> [Document]:
********
Oracle Data Guard is a central component of an integrated Oracle Database High Availability (HA) solution set that helps organizations ensure business continuity by minimizing the various kinds of planned and unplanned downtime that can affect their businesses. Oracle Data Guard is a management, monitoring, and automation software infrastructure that works with a production database and one or more standby databases to protect your data against failures, errors, and corruptions that might otherwise destroy your database. It protects critical data by providing facilities to automate the creation, management, and monitoring of the databases and other components in a Data Guard configuration. It automates the process of maintaining a copy of an Oracle production database (called a standby database) that can be used if the production database is taken offline for routine maintenance or becomes damaged.
In a Data Guard configuration, a production database is referred to as a primary database. A standby database is a synchronized copy of the primary database. By using a backup copy of the primary database, you can create from 1 to 30 standby databases. The standby databases, together with the primary database, make up a Data Guard configuration. All Data Guard standby databases can enable up-to-date read access to the standby database while redo being received from the primary database is applied. This makes all standby databases excellent candidates for relieving the primary database of the overhead of supporting read-only queries and reporting.
Types of Standby Databases
Physical Standby Database
A physical standby database is physically identical to the primary database, with on-disk database structures that are identical to the primary database on a block-for-block basis. The physical standby database is updated by performing recovery using redo data that is received from the primary database. Oracle Database12c enables a physical standby database to receive and apply redo while it is open in read-only mode.
********
> [Stated task 1]: According to the Data Guard text, how many standby databases can be created from a backup copy of the primary database?
The Data Guard text has no connection to the rows.

(Records drawn from a collection)
********
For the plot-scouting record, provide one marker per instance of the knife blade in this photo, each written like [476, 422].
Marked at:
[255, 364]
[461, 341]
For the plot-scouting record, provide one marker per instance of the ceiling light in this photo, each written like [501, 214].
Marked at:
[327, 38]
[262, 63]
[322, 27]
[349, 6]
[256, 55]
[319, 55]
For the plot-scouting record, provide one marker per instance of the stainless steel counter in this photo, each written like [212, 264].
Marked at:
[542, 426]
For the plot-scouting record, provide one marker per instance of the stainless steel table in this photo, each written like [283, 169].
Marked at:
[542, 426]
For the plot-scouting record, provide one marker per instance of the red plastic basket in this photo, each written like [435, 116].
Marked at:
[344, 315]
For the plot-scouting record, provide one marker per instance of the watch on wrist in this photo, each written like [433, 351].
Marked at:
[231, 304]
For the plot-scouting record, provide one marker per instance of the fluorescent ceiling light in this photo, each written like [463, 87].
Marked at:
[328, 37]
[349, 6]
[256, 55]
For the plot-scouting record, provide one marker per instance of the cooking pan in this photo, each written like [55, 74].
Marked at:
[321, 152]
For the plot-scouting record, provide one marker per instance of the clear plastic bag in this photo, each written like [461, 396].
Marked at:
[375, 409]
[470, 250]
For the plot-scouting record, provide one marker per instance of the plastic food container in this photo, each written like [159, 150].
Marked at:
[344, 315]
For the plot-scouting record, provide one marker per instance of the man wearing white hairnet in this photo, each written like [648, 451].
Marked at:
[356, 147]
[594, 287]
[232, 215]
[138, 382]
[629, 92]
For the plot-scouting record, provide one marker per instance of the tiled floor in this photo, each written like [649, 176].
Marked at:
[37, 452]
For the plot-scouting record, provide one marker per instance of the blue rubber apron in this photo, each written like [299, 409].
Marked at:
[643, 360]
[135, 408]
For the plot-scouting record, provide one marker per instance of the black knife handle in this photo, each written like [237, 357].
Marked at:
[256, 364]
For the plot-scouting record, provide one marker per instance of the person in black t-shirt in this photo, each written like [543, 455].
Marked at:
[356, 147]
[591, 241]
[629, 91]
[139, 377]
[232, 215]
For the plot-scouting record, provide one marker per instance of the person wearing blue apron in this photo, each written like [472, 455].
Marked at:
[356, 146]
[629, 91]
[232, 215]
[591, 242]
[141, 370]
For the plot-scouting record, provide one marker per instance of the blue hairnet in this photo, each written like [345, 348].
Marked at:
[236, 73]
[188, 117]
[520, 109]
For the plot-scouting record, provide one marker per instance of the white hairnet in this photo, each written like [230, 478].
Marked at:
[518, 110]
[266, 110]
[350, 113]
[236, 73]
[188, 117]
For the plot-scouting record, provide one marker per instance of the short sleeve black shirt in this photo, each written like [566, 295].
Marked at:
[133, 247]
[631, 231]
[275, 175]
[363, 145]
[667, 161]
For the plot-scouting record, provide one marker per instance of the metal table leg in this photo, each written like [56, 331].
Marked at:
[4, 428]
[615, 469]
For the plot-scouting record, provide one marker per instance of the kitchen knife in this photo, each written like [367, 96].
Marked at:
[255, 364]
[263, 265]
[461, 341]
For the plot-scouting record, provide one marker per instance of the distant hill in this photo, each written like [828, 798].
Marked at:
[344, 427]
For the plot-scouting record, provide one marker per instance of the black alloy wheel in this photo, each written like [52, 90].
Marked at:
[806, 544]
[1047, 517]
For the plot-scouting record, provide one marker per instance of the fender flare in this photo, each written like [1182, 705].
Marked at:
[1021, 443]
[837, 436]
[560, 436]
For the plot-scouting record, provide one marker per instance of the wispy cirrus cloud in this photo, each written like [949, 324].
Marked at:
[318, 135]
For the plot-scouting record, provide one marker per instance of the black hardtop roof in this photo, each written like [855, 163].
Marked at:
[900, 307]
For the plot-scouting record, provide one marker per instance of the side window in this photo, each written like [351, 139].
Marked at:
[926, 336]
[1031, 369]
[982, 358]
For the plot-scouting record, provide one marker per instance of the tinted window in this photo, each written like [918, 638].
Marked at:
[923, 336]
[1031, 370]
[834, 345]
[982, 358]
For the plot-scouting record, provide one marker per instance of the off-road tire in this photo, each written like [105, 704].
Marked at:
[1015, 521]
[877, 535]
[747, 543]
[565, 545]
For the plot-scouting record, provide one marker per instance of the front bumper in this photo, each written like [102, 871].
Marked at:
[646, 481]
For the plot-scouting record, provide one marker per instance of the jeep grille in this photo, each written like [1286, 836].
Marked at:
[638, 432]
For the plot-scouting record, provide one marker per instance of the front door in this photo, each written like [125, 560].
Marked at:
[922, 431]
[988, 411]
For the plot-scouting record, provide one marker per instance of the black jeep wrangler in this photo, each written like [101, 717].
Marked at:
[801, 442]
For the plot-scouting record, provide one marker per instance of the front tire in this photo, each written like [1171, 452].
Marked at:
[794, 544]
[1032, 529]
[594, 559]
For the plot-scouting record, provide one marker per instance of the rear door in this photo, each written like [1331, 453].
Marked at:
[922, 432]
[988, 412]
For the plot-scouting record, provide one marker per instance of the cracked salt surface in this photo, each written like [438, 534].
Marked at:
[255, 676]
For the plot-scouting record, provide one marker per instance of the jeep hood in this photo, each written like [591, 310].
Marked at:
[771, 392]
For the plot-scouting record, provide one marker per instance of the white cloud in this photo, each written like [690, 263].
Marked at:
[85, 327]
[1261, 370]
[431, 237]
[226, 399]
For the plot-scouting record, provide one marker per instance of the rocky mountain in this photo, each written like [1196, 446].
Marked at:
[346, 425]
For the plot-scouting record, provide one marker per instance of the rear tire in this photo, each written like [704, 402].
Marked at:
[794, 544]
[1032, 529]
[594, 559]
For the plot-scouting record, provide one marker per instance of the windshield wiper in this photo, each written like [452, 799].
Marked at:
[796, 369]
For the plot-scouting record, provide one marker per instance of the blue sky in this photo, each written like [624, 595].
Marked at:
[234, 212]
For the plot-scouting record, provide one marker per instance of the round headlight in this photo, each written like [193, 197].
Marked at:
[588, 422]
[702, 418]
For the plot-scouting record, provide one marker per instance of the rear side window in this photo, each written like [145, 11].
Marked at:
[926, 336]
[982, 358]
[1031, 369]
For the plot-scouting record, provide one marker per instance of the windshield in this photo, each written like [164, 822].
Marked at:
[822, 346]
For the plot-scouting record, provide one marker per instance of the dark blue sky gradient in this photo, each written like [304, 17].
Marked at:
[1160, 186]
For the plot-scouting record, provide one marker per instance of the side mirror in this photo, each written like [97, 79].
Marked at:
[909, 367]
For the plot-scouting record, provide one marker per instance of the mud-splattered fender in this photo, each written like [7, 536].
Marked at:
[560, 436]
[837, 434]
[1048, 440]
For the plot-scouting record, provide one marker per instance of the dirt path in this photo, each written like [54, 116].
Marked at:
********
> [Stated task 2]: Lay out the rows from the line containing "like [1196, 446]." through the final line of the rows as a JSON list of strings, one string per line, with blank lines omitted.

> [Final result 1]: From 1 to 30.

> [Final result 2]:
[
  "For the plot-scouting record, provide one marker per instance of the rocky mountain in this photo, each written like [1196, 446].",
  "Marked at:",
  "[346, 425]",
  "For the plot-scouting record, provide one marker per instance of the rear tire in this photo, each written like [704, 402].",
  "Marked at:",
  "[794, 544]",
  "[1032, 529]",
  "[594, 559]",
  "For the plot-scouting record, provide one marker per instance of the windshield wiper in this photo, each written like [452, 799].",
  "Marked at:",
  "[796, 369]",
  "For the plot-scouting record, provide one marker per instance of the blue sky in this photo, each written like [624, 595].",
  "Marked at:",
  "[234, 212]",
  "For the plot-scouting record, provide one marker per instance of the round headlight in this photo, each written like [193, 197].",
  "Marked at:",
  "[588, 422]",
  "[702, 418]",
  "For the plot-scouting record, provide one marker per instance of the rear side window in this photo, each written like [145, 11].",
  "Marked at:",
  "[926, 336]",
  "[982, 358]",
  "[1031, 369]",
  "For the plot-scouting record, provide one marker per instance of the windshield in this photo, each written like [164, 822].",
  "Marked at:",
  "[822, 346]",
  "For the plot-scouting record, provide one marker per instance of the dark blue sky gradient in this photo, each written like [304, 17].",
  "Marked at:",
  "[1160, 186]",
  "For the plot-scouting record, provide one marker per instance of the side mirror in this photo, each written like [97, 79].",
  "Marked at:",
  "[909, 367]",
  "For the plot-scouting record, provide one marker per instance of the mud-splattered fender in this photo, each written like [7, 536].",
  "Marked at:",
  "[560, 436]",
  "[837, 434]",
  "[1048, 440]",
  "For the plot-scouting record, provide one marker per instance of the dirt path in this photo, each written like [54, 116].",
  "Marked at:"
]